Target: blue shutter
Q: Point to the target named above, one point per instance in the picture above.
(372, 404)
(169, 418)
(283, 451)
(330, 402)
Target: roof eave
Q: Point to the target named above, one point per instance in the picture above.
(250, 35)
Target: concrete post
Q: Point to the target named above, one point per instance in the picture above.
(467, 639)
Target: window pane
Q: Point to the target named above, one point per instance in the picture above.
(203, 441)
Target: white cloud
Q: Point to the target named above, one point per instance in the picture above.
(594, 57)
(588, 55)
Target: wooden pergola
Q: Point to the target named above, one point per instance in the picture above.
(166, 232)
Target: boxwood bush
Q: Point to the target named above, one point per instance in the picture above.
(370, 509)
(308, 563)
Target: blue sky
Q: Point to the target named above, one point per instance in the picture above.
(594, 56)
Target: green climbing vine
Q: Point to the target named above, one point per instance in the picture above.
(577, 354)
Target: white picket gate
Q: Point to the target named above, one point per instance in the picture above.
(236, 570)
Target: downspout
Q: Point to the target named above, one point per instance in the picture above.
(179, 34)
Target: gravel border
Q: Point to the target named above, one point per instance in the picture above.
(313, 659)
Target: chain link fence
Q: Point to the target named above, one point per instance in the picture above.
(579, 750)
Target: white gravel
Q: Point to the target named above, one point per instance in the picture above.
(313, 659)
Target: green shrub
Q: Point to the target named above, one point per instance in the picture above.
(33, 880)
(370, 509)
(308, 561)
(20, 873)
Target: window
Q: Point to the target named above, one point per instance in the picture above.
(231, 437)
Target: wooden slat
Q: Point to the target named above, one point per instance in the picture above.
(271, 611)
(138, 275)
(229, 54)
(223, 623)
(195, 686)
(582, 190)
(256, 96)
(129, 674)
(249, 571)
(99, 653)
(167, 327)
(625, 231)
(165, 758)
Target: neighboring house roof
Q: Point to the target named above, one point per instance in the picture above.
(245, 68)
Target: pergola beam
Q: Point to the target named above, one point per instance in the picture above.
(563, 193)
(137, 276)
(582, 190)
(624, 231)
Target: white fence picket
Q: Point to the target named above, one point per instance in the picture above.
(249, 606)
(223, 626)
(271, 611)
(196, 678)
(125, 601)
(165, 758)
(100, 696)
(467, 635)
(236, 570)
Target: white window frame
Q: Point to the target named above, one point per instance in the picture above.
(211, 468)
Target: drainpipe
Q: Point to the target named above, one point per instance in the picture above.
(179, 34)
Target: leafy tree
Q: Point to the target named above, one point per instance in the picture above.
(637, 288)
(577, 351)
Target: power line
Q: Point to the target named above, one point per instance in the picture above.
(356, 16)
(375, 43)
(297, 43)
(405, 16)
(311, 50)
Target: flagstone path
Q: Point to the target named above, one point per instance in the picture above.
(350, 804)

==

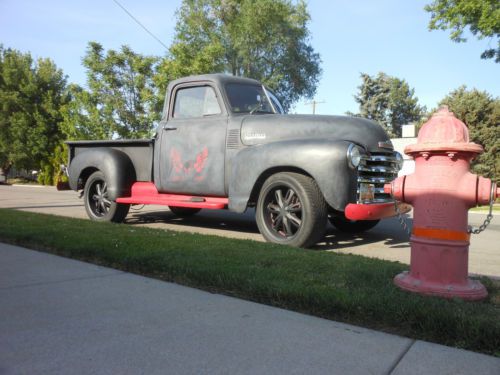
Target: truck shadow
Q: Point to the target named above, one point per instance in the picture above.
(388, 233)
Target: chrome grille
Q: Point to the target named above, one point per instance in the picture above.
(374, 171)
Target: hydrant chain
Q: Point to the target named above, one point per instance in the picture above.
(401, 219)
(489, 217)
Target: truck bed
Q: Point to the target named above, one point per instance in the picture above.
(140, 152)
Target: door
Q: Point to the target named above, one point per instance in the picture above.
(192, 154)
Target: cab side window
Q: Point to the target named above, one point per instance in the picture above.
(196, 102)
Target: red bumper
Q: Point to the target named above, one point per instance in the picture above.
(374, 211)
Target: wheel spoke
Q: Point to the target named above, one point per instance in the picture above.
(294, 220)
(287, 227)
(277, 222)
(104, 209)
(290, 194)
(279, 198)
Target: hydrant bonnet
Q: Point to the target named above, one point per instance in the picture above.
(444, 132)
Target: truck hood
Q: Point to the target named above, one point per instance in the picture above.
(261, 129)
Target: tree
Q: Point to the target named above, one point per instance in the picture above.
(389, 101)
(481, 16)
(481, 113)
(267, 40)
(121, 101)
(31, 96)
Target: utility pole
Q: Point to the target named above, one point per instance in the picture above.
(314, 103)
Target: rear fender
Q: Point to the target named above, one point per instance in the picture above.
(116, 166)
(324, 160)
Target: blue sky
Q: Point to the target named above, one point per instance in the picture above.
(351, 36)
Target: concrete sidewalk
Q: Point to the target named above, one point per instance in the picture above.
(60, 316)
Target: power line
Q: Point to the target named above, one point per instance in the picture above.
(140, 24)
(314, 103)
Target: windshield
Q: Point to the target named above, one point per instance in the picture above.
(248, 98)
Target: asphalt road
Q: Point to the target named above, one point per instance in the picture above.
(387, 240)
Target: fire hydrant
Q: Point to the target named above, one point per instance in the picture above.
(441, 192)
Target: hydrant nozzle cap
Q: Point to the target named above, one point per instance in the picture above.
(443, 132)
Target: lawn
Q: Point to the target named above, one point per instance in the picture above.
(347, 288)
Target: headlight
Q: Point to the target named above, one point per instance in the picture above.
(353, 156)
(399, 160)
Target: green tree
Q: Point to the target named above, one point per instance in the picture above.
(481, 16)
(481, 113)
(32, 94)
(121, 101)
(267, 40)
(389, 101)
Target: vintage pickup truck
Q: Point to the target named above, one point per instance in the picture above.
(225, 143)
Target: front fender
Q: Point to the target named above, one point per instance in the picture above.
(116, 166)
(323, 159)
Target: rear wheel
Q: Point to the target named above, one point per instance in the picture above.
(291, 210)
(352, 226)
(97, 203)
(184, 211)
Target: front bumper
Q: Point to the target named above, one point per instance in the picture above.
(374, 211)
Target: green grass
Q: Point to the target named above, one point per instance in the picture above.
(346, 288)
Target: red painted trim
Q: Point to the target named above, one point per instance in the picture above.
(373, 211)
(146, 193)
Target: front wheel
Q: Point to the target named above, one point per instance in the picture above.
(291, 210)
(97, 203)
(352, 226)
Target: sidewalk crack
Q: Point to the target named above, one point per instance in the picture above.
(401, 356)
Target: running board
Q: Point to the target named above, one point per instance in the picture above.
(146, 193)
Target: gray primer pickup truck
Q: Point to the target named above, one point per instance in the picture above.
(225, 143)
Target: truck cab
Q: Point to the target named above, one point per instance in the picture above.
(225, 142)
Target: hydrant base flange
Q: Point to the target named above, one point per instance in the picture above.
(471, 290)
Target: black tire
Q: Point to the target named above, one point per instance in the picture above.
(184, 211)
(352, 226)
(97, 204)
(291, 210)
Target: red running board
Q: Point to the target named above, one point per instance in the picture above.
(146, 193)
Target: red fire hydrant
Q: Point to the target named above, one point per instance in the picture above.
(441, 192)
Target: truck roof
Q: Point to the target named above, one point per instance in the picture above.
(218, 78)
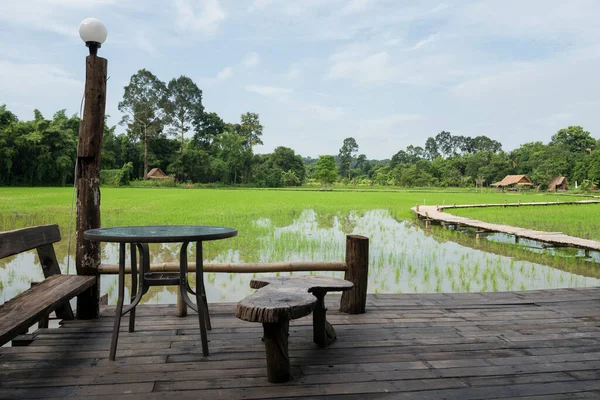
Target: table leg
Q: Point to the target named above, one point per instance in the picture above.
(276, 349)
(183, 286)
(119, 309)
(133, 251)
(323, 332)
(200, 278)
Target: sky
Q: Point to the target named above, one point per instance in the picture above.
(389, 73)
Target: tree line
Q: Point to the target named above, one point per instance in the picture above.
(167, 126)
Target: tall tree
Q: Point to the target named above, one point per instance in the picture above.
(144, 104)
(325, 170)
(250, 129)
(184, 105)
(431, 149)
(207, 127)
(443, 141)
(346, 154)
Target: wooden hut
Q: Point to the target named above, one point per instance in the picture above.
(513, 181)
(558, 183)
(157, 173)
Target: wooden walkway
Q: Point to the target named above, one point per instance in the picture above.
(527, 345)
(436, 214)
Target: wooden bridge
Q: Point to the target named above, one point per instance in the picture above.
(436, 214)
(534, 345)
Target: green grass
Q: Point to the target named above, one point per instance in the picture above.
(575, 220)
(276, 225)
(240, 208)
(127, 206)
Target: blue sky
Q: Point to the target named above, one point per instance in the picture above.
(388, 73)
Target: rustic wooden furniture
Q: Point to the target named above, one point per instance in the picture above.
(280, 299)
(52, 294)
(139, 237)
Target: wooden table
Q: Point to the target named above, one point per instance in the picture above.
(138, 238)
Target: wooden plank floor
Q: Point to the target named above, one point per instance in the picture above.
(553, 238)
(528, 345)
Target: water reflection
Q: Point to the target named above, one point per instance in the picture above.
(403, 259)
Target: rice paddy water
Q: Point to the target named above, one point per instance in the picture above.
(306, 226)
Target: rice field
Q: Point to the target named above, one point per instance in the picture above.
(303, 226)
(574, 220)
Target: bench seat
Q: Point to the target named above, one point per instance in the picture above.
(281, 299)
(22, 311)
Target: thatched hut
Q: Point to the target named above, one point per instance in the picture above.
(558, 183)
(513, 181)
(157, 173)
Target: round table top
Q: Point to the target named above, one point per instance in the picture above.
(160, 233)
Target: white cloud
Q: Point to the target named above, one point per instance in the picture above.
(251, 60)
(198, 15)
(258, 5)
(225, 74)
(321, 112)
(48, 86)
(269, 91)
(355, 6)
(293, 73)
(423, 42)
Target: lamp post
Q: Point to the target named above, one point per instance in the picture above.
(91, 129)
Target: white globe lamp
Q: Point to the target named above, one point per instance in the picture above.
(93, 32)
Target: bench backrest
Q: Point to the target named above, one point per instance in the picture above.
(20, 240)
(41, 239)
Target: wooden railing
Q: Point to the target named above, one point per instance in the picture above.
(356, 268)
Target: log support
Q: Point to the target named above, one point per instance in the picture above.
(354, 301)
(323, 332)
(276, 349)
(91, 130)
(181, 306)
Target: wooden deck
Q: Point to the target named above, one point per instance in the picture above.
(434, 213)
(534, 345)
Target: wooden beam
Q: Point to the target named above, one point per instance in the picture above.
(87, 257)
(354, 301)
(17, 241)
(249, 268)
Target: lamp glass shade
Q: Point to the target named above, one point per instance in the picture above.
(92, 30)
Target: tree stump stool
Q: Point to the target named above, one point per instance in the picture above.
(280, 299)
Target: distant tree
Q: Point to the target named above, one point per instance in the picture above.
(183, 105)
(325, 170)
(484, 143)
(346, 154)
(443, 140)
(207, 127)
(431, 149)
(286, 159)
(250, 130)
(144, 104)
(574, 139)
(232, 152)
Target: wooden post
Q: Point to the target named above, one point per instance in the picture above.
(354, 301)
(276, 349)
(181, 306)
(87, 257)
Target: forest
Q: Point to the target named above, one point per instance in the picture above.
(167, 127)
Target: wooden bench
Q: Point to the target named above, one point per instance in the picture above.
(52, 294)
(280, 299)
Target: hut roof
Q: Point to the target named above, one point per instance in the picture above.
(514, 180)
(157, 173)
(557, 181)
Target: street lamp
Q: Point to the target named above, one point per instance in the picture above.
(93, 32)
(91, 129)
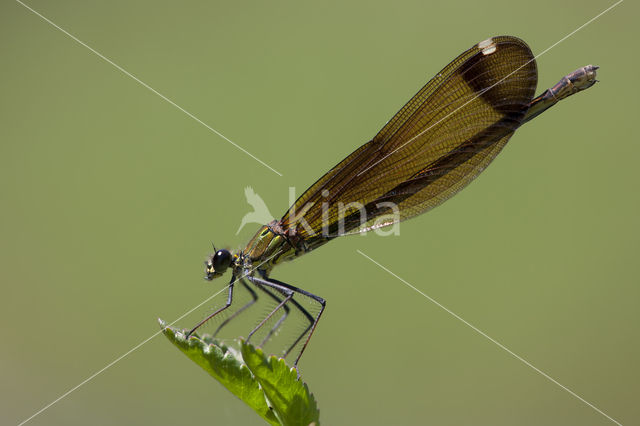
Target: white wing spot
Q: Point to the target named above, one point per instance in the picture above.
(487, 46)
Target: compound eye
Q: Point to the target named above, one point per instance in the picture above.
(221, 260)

YOUR INSTRUCTIONS: Can you find every line in the records above that contains the string "chain" (case counts) and copy each of those lines?

ANSWER TO THE TASK:
Target: chain link fence
Target: hydrant chain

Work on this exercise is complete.